Written instruction: Quote the rows below word for word, everything from the row containing "of the woman" down to the last row, with both ends included.

Material:
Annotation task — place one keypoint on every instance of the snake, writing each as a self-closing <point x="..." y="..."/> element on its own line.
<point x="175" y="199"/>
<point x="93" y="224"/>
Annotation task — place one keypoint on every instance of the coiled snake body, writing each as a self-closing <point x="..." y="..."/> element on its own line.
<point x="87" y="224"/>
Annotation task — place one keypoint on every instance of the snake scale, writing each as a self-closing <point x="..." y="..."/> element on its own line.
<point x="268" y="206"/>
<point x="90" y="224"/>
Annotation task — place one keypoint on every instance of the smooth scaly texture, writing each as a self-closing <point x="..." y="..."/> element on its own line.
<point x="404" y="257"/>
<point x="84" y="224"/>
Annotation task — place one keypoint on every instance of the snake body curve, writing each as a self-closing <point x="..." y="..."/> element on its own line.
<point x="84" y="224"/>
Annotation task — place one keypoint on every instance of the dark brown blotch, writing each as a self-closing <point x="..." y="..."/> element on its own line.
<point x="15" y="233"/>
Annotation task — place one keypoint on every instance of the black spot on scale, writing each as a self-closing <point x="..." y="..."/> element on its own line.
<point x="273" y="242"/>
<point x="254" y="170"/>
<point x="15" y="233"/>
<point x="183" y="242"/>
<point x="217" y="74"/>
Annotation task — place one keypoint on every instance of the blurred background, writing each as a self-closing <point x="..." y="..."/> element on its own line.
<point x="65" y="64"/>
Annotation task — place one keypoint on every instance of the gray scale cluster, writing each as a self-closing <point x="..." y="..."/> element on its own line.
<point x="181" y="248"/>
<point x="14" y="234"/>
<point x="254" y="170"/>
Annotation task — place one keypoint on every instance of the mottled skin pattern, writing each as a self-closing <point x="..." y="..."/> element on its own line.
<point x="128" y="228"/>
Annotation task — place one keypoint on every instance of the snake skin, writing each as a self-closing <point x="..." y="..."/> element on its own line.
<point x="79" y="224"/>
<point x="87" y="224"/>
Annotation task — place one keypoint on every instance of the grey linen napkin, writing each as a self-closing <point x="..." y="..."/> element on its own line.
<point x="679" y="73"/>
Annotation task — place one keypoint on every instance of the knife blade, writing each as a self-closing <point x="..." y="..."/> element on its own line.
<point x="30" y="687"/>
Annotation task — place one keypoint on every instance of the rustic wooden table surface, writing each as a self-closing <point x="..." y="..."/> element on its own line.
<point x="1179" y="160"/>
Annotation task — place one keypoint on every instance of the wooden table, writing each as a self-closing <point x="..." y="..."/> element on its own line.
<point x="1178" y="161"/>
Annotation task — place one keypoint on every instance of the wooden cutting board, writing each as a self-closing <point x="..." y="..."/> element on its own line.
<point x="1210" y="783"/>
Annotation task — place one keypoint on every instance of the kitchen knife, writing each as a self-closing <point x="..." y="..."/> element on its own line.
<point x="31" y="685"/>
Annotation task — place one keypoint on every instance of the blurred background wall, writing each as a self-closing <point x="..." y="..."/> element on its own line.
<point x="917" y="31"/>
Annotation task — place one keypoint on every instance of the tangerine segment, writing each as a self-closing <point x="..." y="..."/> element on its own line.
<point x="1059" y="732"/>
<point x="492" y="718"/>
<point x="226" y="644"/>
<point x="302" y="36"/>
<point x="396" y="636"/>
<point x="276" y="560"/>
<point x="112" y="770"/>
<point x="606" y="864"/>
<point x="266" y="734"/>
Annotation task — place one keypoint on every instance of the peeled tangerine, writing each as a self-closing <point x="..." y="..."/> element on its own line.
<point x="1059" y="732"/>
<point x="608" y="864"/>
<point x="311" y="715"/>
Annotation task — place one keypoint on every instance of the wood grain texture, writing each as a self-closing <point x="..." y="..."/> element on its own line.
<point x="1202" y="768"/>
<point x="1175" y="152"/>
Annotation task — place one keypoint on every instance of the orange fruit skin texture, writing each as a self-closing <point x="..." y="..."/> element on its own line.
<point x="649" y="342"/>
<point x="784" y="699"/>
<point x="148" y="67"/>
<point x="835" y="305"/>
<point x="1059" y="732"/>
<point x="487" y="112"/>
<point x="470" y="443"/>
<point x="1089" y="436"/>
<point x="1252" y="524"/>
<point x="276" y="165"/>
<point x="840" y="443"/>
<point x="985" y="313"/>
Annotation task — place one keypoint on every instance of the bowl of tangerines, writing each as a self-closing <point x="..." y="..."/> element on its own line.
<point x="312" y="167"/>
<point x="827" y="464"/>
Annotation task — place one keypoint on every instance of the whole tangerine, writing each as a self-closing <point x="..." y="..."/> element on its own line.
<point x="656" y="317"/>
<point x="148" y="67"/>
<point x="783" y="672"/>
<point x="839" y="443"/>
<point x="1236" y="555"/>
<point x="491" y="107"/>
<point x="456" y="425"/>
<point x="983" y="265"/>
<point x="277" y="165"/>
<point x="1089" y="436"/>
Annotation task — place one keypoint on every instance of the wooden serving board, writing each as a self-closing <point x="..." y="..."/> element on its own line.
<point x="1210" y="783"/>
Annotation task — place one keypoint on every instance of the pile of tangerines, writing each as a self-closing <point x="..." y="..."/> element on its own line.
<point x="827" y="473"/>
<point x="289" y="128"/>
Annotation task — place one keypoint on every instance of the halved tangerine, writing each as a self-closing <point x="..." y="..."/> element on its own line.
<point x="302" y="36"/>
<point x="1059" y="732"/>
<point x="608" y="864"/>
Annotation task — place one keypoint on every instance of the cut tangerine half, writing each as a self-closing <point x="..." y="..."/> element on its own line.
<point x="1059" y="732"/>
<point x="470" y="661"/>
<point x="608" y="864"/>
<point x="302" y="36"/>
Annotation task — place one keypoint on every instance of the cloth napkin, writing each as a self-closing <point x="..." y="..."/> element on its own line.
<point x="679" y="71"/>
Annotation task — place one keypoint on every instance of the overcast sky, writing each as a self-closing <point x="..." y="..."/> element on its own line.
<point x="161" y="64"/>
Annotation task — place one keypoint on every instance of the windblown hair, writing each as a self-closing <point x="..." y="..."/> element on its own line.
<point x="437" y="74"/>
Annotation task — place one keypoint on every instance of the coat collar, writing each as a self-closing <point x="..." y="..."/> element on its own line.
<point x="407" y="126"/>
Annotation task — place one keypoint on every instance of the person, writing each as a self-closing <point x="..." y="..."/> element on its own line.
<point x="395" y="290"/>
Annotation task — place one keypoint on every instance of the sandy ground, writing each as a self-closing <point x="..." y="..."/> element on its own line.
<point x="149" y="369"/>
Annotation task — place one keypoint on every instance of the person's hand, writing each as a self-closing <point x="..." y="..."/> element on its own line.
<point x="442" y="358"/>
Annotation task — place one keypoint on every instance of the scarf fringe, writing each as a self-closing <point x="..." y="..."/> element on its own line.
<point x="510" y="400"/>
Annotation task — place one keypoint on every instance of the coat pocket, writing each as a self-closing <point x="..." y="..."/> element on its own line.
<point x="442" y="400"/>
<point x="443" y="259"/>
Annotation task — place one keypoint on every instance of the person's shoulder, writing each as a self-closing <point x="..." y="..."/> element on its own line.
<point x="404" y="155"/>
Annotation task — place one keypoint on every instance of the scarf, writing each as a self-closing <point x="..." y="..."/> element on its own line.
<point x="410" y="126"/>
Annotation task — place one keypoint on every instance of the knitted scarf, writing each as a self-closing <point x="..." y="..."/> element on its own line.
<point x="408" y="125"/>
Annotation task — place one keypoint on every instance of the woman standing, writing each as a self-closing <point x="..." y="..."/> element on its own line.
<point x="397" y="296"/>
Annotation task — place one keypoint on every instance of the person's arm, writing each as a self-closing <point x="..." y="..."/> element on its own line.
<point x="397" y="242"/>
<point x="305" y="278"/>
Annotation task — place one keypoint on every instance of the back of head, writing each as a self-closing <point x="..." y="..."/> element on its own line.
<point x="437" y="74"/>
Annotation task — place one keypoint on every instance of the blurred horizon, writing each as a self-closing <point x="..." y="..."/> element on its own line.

Answer in full:
Annotation task — place one keypoint on every instance of the woman standing, writing each as a self-closing <point x="..." y="..."/> element on its own line.
<point x="397" y="296"/>
Annotation task — place one keypoint on every instance of the person's arm, writing each as a self-closing <point x="..." y="..."/> element on its own line.
<point x="397" y="242"/>
<point x="305" y="278"/>
Annotation task — place one keypoint on every instance of the back of head, writing each as a self-closing <point x="..." y="..."/> element on its own line.
<point x="437" y="74"/>
Annotation task — place one keypoint on every instance of the blurred horizon, writing each as a self-closing <point x="..." y="..."/> element on its own line.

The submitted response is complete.